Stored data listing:
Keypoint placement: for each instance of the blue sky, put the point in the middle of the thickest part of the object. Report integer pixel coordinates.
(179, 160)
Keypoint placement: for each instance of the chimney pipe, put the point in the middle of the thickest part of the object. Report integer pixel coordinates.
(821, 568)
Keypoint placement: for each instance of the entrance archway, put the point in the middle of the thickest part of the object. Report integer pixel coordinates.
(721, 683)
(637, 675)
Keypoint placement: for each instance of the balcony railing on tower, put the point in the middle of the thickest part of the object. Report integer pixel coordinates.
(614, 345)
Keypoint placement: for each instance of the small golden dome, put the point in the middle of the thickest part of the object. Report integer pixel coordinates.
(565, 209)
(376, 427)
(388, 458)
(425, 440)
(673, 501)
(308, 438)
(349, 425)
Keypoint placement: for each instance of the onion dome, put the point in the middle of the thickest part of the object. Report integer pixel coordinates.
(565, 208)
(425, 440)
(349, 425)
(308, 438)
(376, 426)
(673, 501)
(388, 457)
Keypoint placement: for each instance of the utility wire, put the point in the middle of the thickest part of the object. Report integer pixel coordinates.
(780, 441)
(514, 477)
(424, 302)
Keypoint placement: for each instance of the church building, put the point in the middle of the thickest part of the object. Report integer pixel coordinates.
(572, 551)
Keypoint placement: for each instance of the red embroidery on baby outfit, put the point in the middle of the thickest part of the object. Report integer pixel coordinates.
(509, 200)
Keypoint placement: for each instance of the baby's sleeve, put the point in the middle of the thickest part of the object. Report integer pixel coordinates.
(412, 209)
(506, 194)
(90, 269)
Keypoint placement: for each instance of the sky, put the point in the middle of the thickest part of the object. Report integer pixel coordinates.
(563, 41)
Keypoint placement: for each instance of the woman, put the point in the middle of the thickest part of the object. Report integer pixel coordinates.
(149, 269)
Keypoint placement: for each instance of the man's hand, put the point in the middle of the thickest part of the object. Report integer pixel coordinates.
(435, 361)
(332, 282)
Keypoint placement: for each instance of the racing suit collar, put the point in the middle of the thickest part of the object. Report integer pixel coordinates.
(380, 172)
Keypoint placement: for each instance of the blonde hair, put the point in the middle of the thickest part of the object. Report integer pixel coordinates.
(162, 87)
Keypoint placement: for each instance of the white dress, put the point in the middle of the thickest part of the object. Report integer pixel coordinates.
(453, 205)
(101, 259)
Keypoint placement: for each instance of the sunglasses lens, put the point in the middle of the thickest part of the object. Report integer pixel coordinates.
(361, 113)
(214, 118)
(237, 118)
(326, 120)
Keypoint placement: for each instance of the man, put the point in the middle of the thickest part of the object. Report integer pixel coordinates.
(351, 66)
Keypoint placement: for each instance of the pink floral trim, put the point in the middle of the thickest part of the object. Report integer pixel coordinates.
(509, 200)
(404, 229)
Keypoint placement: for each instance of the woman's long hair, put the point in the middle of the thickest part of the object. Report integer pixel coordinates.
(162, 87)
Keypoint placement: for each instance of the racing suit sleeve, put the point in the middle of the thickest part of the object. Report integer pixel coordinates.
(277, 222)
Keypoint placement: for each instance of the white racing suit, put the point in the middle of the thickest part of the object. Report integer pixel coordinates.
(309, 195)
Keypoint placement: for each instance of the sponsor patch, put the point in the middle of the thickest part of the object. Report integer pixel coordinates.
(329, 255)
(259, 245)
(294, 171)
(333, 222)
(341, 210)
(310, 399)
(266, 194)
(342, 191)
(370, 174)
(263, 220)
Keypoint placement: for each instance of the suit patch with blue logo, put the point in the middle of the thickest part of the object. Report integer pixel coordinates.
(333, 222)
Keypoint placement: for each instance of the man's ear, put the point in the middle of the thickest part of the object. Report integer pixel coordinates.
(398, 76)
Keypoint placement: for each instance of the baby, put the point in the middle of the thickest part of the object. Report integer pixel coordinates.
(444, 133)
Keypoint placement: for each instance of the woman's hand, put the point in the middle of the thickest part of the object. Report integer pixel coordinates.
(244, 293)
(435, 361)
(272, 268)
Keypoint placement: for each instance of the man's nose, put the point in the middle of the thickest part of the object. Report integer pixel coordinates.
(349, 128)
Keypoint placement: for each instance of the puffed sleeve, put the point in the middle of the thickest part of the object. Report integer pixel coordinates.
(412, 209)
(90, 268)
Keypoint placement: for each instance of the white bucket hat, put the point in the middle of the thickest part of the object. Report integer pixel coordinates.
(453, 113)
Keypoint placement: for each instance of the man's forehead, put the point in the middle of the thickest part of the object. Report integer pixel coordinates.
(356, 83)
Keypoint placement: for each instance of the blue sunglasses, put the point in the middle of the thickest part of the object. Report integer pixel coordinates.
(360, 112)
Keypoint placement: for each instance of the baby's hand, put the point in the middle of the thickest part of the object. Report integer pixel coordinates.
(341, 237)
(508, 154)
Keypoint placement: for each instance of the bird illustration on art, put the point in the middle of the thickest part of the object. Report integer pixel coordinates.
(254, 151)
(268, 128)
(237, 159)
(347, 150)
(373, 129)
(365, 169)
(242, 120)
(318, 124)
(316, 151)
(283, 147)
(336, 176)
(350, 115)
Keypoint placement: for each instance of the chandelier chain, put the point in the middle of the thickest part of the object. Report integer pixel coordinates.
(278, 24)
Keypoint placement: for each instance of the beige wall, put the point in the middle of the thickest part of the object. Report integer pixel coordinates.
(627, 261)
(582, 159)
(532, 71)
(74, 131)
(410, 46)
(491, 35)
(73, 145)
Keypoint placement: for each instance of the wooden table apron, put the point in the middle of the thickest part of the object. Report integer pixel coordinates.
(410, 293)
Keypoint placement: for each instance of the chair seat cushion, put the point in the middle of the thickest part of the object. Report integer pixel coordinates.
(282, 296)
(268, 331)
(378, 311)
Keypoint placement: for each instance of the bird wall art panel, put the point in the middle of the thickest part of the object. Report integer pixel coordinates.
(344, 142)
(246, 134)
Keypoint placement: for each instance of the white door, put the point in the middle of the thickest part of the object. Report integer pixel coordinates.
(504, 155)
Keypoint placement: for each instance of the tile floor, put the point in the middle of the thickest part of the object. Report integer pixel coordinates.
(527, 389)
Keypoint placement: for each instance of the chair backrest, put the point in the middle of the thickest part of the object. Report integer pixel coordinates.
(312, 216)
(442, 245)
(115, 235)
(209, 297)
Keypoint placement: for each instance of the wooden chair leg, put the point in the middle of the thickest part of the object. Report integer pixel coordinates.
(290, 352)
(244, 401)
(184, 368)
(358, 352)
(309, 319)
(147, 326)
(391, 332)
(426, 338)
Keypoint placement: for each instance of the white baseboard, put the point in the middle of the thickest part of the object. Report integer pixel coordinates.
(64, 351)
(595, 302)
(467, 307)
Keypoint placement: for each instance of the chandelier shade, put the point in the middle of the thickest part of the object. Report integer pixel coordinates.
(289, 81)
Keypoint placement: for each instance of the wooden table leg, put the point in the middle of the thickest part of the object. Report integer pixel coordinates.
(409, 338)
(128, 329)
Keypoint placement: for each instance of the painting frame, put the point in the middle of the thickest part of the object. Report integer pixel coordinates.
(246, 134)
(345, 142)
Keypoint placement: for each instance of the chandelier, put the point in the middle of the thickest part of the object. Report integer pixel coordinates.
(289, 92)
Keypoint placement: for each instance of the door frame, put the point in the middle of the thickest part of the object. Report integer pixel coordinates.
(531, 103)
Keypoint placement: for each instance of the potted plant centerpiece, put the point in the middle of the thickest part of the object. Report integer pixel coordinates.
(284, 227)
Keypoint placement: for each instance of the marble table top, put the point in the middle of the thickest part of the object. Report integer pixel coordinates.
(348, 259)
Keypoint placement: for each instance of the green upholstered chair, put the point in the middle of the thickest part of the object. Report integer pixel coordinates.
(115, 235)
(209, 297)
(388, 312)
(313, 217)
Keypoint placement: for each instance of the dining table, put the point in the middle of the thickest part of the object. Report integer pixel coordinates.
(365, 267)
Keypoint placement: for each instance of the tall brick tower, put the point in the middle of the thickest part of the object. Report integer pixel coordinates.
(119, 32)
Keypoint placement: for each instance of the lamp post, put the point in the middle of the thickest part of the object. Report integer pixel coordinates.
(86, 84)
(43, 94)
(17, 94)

■ Set exercise: Render the listing from the line containing "Keypoint placement: for each instance of the potted" through the end of the listing, inclusive, as a two-column CSV with columns "prompt" and "points". Give one row per entry, placing its text and its answer each in a single quoted field with line breaks replaced by spaces.

■ Problem solution:
prompt,points
"Keypoint placement: for each instance of the potted plant centerpiece, put the point in the middle of the thickest part of the object. Report integer pixel coordinates.","(284, 227)"
"Keypoint placement: for each instance of the marble table top, put the point in the middle of the thickest part of the object. Report integer pixel coordinates.","(348, 259)"
"Keypoint placement: for each instance of the green upholstered chair, put the point in the middle of the thickest part of the object. Report integer pixel coordinates.","(115, 235) (209, 297) (388, 312) (313, 217)"
"Keypoint placement: for each instance of the dining table, put the point in the middle of the thickest part of the object. Report integer pixel coordinates.","(365, 267)"
"Keypoint placement: for each instance of the tall brick tower, put the point in the middle of the thickest part of the object. Report integer pixel coordinates.","(119, 32)"
"Keypoint placement: for each instance of the lamp post, put the point in the middle of the thickest part of the object. Report integer pixel coordinates.","(86, 84) (43, 94) (17, 94)"